▶ _Short task_
Reproduce the stretch of data from its start through the line containing "(1114, 576)", substituting "streetcar" for each occurrence of "tram" and leaving everything else unchanged.

* begin Given records *

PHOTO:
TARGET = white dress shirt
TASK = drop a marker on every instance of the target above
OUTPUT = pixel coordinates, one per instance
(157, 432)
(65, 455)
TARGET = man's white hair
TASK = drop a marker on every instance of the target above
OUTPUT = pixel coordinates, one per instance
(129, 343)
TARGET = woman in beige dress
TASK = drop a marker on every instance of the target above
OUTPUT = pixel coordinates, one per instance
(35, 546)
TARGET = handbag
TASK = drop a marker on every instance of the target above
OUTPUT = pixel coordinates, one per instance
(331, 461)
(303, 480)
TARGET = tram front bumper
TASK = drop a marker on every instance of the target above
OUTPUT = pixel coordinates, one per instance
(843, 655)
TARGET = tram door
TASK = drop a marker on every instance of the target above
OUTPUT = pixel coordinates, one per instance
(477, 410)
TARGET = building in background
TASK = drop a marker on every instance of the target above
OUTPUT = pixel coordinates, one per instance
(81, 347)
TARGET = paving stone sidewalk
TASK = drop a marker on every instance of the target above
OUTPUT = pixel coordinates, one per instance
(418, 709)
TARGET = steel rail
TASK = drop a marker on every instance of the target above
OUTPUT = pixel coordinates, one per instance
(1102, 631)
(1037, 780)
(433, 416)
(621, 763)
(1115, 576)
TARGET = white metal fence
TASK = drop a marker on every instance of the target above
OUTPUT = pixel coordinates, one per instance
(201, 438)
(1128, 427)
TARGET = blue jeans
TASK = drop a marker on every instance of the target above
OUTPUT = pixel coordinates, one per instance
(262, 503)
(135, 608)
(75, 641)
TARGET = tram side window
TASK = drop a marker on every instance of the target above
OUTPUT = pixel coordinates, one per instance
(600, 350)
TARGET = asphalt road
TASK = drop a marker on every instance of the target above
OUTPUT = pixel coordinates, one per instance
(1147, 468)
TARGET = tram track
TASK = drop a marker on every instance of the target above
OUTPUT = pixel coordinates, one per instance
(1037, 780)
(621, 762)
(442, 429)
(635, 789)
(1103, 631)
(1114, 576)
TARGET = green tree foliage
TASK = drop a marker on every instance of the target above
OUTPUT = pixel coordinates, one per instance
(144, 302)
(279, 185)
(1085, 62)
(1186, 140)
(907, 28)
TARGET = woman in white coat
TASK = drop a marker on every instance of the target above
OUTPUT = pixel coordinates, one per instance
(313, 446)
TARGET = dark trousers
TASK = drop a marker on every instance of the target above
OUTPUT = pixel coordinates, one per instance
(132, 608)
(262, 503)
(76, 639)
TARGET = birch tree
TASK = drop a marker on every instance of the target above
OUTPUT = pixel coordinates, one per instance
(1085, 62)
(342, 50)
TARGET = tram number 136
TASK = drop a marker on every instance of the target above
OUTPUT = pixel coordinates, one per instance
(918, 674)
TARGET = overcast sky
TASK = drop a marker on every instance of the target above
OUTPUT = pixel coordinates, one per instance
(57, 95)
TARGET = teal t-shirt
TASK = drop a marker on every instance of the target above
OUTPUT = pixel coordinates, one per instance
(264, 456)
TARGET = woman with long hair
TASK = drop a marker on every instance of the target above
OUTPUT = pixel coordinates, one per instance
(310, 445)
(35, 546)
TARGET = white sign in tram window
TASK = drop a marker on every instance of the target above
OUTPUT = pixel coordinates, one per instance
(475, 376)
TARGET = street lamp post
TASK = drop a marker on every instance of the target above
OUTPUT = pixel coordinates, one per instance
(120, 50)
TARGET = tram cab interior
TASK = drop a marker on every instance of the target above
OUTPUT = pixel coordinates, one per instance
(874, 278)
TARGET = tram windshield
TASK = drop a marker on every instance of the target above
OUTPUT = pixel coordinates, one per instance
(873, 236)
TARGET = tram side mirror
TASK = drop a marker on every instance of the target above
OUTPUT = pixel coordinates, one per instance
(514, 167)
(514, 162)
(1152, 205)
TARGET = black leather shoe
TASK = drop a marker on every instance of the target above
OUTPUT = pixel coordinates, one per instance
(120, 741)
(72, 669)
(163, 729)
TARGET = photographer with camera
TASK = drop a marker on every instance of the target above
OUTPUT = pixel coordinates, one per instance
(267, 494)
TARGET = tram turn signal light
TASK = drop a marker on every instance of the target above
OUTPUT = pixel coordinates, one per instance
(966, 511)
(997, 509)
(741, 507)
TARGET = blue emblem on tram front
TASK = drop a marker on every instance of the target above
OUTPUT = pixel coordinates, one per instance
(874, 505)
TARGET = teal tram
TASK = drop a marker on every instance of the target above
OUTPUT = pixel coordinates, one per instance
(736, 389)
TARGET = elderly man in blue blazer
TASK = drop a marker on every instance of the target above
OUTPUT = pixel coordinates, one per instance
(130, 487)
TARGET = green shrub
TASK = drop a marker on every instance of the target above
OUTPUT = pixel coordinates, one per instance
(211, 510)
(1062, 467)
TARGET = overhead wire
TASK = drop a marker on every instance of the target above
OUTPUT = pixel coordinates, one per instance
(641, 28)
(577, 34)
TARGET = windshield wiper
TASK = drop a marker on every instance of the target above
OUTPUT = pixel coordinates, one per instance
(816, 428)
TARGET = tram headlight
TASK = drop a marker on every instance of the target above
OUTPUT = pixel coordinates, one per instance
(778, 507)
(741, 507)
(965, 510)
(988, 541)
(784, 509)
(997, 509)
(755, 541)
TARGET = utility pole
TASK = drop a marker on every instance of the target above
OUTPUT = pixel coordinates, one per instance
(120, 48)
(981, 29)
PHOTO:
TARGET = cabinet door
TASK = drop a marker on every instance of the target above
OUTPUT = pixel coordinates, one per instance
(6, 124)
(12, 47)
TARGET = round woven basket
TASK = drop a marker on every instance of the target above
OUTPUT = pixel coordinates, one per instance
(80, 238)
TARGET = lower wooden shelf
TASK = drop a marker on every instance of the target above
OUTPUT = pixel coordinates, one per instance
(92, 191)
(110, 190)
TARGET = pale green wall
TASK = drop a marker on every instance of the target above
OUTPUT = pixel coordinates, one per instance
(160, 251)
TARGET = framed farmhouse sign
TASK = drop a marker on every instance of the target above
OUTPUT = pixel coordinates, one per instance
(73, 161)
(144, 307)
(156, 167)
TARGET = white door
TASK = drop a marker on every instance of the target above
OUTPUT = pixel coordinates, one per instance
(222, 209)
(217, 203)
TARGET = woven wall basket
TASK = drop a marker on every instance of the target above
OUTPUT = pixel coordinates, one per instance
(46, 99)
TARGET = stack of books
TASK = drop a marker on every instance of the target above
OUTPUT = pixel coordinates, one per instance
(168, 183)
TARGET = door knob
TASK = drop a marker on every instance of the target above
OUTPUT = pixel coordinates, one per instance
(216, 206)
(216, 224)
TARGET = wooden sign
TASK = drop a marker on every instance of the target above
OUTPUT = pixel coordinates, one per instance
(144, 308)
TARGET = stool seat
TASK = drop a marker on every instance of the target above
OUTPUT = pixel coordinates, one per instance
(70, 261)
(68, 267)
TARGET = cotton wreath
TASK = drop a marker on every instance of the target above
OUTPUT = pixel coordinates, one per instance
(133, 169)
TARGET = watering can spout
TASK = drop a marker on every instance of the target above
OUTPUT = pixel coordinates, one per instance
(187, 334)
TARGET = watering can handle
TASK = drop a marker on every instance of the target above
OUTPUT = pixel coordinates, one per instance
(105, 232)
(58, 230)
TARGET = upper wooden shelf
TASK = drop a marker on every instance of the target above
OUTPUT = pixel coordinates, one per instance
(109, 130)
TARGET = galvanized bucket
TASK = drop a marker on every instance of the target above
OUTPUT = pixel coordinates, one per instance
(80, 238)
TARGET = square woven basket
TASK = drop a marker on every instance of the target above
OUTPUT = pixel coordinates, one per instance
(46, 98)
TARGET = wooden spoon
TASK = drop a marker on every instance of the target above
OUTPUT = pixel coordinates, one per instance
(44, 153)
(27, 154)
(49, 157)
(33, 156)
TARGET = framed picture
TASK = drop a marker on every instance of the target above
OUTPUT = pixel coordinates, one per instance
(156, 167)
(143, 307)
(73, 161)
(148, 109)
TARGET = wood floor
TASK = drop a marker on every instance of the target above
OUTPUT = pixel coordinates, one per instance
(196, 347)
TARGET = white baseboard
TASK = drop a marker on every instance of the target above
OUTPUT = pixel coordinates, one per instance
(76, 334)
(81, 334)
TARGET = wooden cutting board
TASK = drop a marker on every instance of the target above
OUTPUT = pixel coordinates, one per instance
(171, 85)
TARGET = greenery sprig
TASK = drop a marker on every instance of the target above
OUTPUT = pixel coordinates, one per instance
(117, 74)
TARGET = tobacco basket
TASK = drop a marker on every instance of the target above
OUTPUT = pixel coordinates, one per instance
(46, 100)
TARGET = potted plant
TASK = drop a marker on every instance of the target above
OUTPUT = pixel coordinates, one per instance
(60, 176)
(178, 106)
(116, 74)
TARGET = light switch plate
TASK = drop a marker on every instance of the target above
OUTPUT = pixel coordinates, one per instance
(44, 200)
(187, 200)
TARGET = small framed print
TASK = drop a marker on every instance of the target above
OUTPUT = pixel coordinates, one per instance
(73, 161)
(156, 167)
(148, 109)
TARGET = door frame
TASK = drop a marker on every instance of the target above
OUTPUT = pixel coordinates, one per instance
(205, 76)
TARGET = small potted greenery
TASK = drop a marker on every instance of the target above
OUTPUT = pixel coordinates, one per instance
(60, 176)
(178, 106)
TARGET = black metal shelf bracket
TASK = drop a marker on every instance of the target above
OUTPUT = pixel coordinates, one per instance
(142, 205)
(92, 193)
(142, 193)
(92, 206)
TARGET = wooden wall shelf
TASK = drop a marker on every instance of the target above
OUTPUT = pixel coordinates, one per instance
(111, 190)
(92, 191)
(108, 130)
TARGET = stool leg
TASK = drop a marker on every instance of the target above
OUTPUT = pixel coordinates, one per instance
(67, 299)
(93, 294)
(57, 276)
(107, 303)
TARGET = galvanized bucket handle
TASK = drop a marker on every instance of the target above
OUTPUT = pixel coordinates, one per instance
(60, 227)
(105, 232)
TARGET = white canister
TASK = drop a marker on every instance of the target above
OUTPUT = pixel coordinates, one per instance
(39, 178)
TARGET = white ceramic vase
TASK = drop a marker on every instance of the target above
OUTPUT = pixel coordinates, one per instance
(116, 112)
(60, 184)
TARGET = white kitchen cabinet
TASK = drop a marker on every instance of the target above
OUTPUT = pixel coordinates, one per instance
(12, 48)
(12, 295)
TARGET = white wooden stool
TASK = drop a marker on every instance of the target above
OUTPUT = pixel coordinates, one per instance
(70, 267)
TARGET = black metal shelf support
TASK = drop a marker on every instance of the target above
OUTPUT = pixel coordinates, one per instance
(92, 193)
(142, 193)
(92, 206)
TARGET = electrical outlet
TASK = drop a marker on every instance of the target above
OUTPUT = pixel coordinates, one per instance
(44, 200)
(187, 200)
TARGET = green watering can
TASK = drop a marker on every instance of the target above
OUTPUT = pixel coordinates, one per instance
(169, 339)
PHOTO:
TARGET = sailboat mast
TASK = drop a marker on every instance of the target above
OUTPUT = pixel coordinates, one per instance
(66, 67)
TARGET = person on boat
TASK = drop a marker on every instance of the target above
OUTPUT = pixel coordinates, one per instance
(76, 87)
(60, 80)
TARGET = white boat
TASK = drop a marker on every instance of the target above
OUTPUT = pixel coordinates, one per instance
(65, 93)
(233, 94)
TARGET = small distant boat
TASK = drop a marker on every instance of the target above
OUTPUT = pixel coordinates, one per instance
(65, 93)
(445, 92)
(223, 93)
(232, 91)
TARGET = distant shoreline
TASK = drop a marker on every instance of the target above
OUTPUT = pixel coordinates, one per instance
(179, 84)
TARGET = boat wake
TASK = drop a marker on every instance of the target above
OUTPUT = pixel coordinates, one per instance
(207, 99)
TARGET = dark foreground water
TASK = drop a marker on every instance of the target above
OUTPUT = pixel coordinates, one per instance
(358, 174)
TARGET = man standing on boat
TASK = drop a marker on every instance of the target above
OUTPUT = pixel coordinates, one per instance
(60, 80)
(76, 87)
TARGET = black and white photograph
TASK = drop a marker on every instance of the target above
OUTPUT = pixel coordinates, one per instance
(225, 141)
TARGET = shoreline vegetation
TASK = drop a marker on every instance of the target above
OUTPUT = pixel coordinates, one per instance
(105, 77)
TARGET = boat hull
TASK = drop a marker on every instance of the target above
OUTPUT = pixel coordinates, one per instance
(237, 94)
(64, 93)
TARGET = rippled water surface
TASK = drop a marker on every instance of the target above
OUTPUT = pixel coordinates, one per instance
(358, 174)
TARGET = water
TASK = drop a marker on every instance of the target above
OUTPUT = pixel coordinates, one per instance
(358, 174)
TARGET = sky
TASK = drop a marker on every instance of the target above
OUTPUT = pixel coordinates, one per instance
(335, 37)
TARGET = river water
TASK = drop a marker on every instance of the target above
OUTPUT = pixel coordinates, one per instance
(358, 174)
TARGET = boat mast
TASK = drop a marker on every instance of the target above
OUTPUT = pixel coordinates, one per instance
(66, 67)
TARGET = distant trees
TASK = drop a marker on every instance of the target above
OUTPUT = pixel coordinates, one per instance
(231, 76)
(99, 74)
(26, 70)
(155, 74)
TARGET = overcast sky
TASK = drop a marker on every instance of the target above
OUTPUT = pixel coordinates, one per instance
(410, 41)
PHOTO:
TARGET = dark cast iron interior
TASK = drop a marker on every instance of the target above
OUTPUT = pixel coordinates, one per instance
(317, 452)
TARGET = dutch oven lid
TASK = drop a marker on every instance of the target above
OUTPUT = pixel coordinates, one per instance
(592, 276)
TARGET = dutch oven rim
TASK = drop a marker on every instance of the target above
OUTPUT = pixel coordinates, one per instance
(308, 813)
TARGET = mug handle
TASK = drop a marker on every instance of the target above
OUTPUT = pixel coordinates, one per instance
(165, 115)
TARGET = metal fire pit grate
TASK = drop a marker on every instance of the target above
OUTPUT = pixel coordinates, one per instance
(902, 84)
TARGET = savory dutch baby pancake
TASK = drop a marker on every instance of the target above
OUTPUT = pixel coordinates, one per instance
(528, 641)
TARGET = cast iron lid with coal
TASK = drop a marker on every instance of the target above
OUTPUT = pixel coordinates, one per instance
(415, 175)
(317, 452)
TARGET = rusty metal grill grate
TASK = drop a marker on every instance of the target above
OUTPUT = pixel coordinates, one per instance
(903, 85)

* end Given records *

▶ _Answer to this problem_
PHOTO:
TARGET = white dress shirt
TASK = drop a marker on every instance of the target above
OUTPUT = pixel coordinates, one per instance
(157, 432)
(65, 455)
TARGET = man's white hair
TASK = drop a marker on every instance of the target above
OUTPUT = pixel coordinates, one per instance
(129, 343)
TARGET = woman in beige dress
TASK = drop a marker on every instance of the target above
OUTPUT = pixel coordinates, one per instance
(35, 546)
TARGET = handbag
TASK = drop a marker on every instance of the target above
OUTPUT = pixel coordinates, one per instance
(331, 461)
(303, 480)
TARGET = streetcar front bumper
TASK = drop a marker on every instance of the target above
OUTPUT = pixel coordinates, one per instance
(843, 655)
TARGET = streetcar door
TASK = drop a marker on every instance of the target above
OUTPUT = pixel coordinates, one per instance
(477, 410)
TARGET = building in background
TASK = drop a marker on every instance of the target above
OUTPUT = pixel coordinates, one per instance
(81, 347)
TARGET = paving stone sidewalk
TASK = drop a marker on every instance of the target above
OUTPUT = pixel coordinates, one per instance
(418, 709)
TARGET = steel rail
TASK = drop a marker on every instance of the target above
OUTPUT = pixel coordinates, one per instance
(1102, 631)
(1037, 780)
(433, 416)
(621, 763)
(1115, 576)
TARGET = white metal fence
TASK = drop a marker on every instance of the target above
OUTPUT = pixel coordinates, one per instance
(201, 438)
(1128, 427)
TARGET = blue jeans
TASK = drop a marker on every instance of the target above
OUTPUT = pixel coordinates, one per instance
(262, 503)
(135, 608)
(75, 641)
TARGET = streetcar side window
TASK = drop a marker on every instance of the target above
OUTPUT = pixel coordinates, one per instance
(600, 350)
TARGET = asphalt road
TASK = drop a marker on every instance of the target above
OUTPUT = pixel coordinates, one per instance
(1147, 468)
TARGET = streetcar track
TASK = drop a marker on every instance of the target above
OUTPUT = pixel coordinates, one per instance
(1037, 780)
(621, 762)
(442, 429)
(635, 789)
(1103, 631)
(1114, 576)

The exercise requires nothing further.